▶ _Estratto del testo_
Il 24 novembre è partita dallo Space Launch Complex 4 della Vandenberg Space Force Base, in California, la missione della NASA Double Asteroid Redirection Test (DART), che ha preso il volo in cima a un razzo Falcon 9 della SpaceX iniziando un viaggio di milioni di chilometri con l'obiettivo di andare a schiantarsi contro un asteroide, nel primo test di protezione planetaria. Il tentativo, mai tentato in precedenza, di deviare un asteroide dalla sua rotta.
Chiariamo, al momento non esiste alcun pericolo per la Terra, ma è indubbio che in passato, agli inizi della sua formazione, il nostro pianeta è stato ripetutamente colpito, anche in modo devastante, da meteoroidi e comete, come testimoniano gli innumerevoli crateri che osserviamo sulla Luna. Grazie alle missioni lunari Apollo, che hanno consentito di analizzare l'età dei crateri lunari, oggi siamo in grado di affermare che l'intero sistema solare è stato soggetto a un "grande bombardamento" per un periodo di tempo che si estende tra 4,1 e 3,8 miliardi di anni fa. Epoca caratterizzata da un gran numero di impatti astronomici che hanno colpito oltre la Luna, anche la Terra, Mercurio, Venere e Marte. Gli esperti, inoltre, sono riusciti a calcolare anche la frequenza degli impatti nel tempo, scoprendo che possiamo aspettarci di essere nuovamente colpiti da un asteroide di 10-15 km di diametro, all'incirca ogni 100 milioni di anni, un evento che avrebbe affetti devastanti per la sopravvivenza dell'intero ecosistema terrestre.

▶ _Quesiti da risolvere_
**a.** Nel testo sulla missione DART, quale razzo ha portato in volo la sonda?
**b.** Spiega, in base al testo sulla missione DART, perché oggi si può affermare che il sistema solare ha subito un "grande bombardamento" tra 4,1 e 3,8 miliardi di anni fa.
**c.** Continua il testo sulla missione DART a partire dalla sua ultima frase.

▶ _Blocco dati_
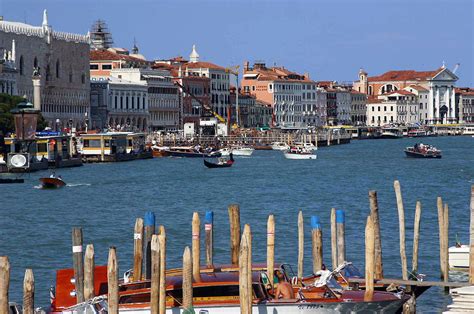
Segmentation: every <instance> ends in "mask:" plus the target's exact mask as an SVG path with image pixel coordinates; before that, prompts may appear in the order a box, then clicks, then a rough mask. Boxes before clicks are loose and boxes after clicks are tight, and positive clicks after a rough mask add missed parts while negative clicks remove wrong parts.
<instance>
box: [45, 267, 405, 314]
mask: <svg viewBox="0 0 474 314" xmlns="http://www.w3.org/2000/svg"><path fill="white" fill-rule="evenodd" d="M275 269H276V270H277V271H279V274H278V276H279V278H280V280H281V281H280V283H279V284H282V283H283V282H288V283H291V282H292V277H291V273H289V272H288V268H287V267H285V264H283V265H281V264H280V265H278V264H276V265H275ZM73 274H74V272H73V270H72V269H68V270H59V271H58V272H57V286H56V295H55V296H54V297H53V298H52V304H51V312H52V313H92V314H95V313H97V314H98V313H103V312H106V311H107V306H108V304H107V270H106V266H98V267H96V270H95V274H94V287H95V289H96V292H97V293H96V295H97V297H95V298H94V299H92V300H87V301H86V302H84V303H80V304H76V297H75V294H74V289H75V287H74V283H73V282H72V281H71V280H70V278H72V277H73ZM182 278H183V276H182V269H179V268H178V269H173V270H168V271H167V272H166V291H165V293H166V313H169V314H171V313H183V312H184V311H185V309H183V308H182V303H183V289H182V283H183V279H182ZM251 279H252V291H253V293H252V299H253V300H252V312H253V313H260V314H263V313H277V314H293V313H300V314H313V313H375V312H377V313H382V312H383V313H395V312H397V311H399V310H400V309H401V307H402V306H403V304H404V303H405V302H406V301H407V300H408V299H409V296H408V295H405V294H404V293H403V292H399V293H392V292H386V291H384V292H382V291H375V292H374V293H373V297H372V298H370V299H369V300H365V299H364V294H365V291H363V290H344V289H343V288H342V287H341V286H340V285H339V284H338V283H337V281H336V280H334V278H332V277H326V279H325V280H324V281H321V280H318V281H313V282H309V283H306V284H301V283H300V284H296V285H292V286H291V287H292V288H293V292H294V296H293V298H291V299H288V298H280V297H279V296H275V295H274V294H275V290H273V289H272V284H271V282H273V280H274V278H272V279H270V278H269V277H268V275H267V272H266V265H253V267H252V274H251ZM293 281H294V280H293ZM192 289H193V291H192V302H193V310H194V312H195V313H206V314H217V313H224V314H234V313H235V314H237V313H240V295H239V271H238V267H237V266H235V265H234V266H226V265H223V266H214V267H212V268H203V269H201V270H200V278H199V280H195V281H193V283H192ZM150 292H151V283H150V281H149V280H140V281H135V282H122V283H120V285H119V305H118V312H119V313H127V314H132V313H133V314H138V313H147V314H148V313H150V310H151V306H150V300H151V297H150Z"/></svg>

▶ _Risposte per compito_
**a.** Un razzo Falcon 9 della SpaceX.

**b.** Le missioni lunari Apollo hanno consentito di analizzare l'età dei crateri lunari. Grazie a quell'analisi si è potuto stabilire che in quel periodo l'intero sistema solare è stato soggetto a un gran numero di impatti.

**c.**
In effetti, se andiamo a vedere la storia geologica del nostro pianeta, notiamo che le ere suddividono periodi corrispondenti a grandi estinzioni di massa, con tutta probabilità riconducibili a impatti di asteroidi di grandi dimensioni. Di questi cataclismi il più noto a tutti noi è senza dubbio quello che ha decretato l'estinzione dei grandi rettili che dominavano il pianeta nel Cretaceo (65 milioni di anni fa) insieme a loro il 75% delle specie che vivevano sulla Terra. Un mega-impatto noto con il nome di Chicxulub, il cui cratere è stato individuato nella penisola dello Yucatan. Impatti di questo genere sono ormai da considerarsi estremamente rari, ma impatti di medie dimensioni sono continuati nel tempo in epoche molto più recenti, come il Meteor Creter in Arizona che risale a solo (si fa per dire) 50.000 anni fa. L'oggetto che ha scavato il cratere (1,186 km), era un meteorite composto principalmente da ferro e nichel di circa 50 metri di diametro, e ha colpito il suolo a una velocità di circa 12,8 km/s sprigionando una energia di circa 10 megatoni (Mt)1, 66 volte più potente della bomba atomica sganciata su Hiroshima durante la Seconda guerra mondiale.
Il pericolo che in futuro possano avvenire nuovi impatti è quindi reale, e man mano che le nostre conoscenze sulla formazione del sistema solare sono progredite e la tecnica astronautica è avanzata, ci si è posti il tema di come reagire a un pericolo di questo genere, sempre che lo si possa scoprire con un adeguato anticipo, e quando diciamo adeguato intendiamo qualche decina d'anni (almeno).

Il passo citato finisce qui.